### Exercise details
Repeat, with no changes, the stretch from the line containing "lab coat sleeve" through the last of the rows, and nothing else.

### Input for this task
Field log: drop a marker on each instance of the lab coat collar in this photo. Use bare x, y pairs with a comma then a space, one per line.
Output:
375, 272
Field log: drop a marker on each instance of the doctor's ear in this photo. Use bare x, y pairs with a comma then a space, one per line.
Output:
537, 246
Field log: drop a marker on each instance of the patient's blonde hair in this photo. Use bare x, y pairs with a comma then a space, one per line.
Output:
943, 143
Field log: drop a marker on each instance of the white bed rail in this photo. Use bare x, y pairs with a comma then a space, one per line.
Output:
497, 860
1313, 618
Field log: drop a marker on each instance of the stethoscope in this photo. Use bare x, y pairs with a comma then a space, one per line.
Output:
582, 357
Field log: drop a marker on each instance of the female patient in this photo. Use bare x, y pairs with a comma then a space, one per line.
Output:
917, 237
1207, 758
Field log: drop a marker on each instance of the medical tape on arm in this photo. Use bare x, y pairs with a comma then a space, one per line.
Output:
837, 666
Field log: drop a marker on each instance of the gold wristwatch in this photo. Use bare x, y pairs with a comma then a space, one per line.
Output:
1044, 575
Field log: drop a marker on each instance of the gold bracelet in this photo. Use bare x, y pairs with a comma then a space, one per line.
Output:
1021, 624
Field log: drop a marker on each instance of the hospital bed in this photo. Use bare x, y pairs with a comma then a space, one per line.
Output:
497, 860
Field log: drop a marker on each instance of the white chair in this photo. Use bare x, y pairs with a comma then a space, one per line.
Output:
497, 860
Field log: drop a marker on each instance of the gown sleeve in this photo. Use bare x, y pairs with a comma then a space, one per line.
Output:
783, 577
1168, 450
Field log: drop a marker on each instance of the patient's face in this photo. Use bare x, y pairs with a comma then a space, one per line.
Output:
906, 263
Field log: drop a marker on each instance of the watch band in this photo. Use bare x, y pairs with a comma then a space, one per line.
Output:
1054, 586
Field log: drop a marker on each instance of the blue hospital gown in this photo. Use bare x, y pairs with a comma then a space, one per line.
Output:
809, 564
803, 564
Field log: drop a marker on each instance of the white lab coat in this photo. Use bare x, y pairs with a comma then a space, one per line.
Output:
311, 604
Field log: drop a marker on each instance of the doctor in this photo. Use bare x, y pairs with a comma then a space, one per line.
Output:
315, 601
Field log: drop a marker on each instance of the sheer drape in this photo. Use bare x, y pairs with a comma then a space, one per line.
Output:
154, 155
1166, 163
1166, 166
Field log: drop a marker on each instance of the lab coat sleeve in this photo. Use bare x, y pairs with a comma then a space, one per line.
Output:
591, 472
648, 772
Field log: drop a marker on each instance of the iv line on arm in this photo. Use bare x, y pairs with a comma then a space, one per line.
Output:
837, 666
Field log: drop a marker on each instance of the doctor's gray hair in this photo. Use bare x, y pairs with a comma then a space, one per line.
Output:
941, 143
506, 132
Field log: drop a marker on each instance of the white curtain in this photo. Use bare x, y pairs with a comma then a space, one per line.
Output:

### Solution
Field log: drop a marker on each instance of the lab coat sleeve in this photo. Use bare x, y pairs with a comma then a space, one per line.
Output:
591, 472
648, 772
Field log: drop a marker on each instance of the iv line on arm in this photo. Use bare x, y pairs with a comma then a space, one per line.
Output:
837, 666
Field log: drop a marker on each instance of the doctor's gray hair in this photo. Use bare x, y pairs with a comma then a space, one per line.
Output:
941, 143
506, 132
Field log: drop a marker on each instance of the white curtain in this photo. Use bare x, y pairs with a comma then a space, one per line.
Output:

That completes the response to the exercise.